[start of DATA TO PROCESS]

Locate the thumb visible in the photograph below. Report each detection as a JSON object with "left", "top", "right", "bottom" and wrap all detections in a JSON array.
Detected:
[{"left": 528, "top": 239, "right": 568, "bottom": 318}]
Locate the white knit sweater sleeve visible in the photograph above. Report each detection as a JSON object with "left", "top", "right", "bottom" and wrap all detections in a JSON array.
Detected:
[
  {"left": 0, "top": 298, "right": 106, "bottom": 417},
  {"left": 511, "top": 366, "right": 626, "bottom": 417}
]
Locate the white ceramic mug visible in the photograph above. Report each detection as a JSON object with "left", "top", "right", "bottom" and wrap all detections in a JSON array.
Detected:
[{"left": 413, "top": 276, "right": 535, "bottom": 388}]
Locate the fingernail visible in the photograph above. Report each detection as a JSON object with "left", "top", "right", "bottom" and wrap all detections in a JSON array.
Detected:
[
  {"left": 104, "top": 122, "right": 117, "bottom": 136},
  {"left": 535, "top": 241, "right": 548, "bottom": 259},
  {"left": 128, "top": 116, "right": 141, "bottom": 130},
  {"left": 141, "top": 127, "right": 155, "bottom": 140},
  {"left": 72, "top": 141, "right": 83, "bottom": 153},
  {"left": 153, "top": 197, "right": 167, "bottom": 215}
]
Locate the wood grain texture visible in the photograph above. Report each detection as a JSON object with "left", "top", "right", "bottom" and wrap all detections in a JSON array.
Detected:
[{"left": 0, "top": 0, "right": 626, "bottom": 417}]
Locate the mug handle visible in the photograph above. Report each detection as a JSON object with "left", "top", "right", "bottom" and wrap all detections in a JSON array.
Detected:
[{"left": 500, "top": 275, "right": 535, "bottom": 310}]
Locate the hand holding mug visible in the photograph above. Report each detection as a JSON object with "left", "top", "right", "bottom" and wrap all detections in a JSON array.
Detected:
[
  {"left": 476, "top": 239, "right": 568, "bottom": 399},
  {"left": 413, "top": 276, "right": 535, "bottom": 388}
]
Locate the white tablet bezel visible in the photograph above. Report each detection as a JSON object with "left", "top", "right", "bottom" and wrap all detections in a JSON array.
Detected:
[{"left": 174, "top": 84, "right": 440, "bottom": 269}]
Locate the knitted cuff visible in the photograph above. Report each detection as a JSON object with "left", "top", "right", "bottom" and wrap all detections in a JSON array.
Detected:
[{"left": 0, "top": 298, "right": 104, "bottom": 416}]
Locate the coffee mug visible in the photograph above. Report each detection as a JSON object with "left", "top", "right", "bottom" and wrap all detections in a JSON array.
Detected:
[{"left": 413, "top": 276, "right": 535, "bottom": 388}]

[end of DATA TO PROCESS]

→ WORK TO COMPLETE:
Convert the stretch of entries above, from the line containing "Locate the knitted" through the end of the entries, into a two-column CSV with the headers entry_text and answer. Give one row per entry, put each value in a single quoted field, and replace line breaks with spaces.

→ ANSWER TO THIS TASK:
entry_text,answer
"Locate the knitted cuff visible in the photograph above. Report each detection as a JSON object with ""left"", ""top"", ""right"", ""bottom"" and wrap all detections in a JSON array. Detected:","[{""left"": 0, ""top"": 298, ""right"": 104, ""bottom"": 416}]"
"Locate the coffee mug visible in the photograph above. Report each detection as a JSON object with ""left"", ""top"", ""right"", ""bottom"" and wrap all detections in a JSON array. Detected:","[{""left"": 413, ""top"": 276, ""right"": 535, ""bottom"": 388}]"